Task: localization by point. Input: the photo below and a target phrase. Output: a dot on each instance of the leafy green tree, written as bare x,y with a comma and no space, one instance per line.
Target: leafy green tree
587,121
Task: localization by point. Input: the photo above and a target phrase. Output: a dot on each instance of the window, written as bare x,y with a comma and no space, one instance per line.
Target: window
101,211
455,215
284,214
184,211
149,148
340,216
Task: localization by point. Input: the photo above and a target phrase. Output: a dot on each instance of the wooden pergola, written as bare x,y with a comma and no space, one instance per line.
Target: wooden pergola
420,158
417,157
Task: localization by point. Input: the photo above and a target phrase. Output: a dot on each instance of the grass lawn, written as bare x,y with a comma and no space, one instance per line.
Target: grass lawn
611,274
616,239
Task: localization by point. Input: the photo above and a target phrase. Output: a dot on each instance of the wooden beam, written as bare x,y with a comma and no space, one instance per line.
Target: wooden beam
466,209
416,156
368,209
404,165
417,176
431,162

----------

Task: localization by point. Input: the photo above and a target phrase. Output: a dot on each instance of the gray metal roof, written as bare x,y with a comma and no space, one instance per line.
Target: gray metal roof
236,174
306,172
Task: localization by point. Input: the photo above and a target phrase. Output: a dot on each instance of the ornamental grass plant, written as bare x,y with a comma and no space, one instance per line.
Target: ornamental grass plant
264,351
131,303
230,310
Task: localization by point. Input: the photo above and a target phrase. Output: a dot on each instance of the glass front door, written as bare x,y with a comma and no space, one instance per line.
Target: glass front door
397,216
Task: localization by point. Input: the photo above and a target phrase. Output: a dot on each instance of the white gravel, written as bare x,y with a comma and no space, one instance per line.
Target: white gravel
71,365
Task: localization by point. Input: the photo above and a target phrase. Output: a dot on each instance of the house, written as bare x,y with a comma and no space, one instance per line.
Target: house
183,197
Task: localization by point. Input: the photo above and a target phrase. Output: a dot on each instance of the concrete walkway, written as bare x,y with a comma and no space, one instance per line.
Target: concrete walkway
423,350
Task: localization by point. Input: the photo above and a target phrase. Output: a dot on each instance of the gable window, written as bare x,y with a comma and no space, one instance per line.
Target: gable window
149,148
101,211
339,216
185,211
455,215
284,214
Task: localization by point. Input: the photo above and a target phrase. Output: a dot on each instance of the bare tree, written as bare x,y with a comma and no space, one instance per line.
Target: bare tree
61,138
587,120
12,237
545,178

----------

#### Aim of the task:
Return each line of the rows above that contains the string "gable". The match is case-sensitive.

#### Full output:
Task: localization by point. Input: the photo above and a target phrase. Output: a dot on each instance of the gable window, written as bare x,y with a comma and no space, one instance per line.
Target: gable window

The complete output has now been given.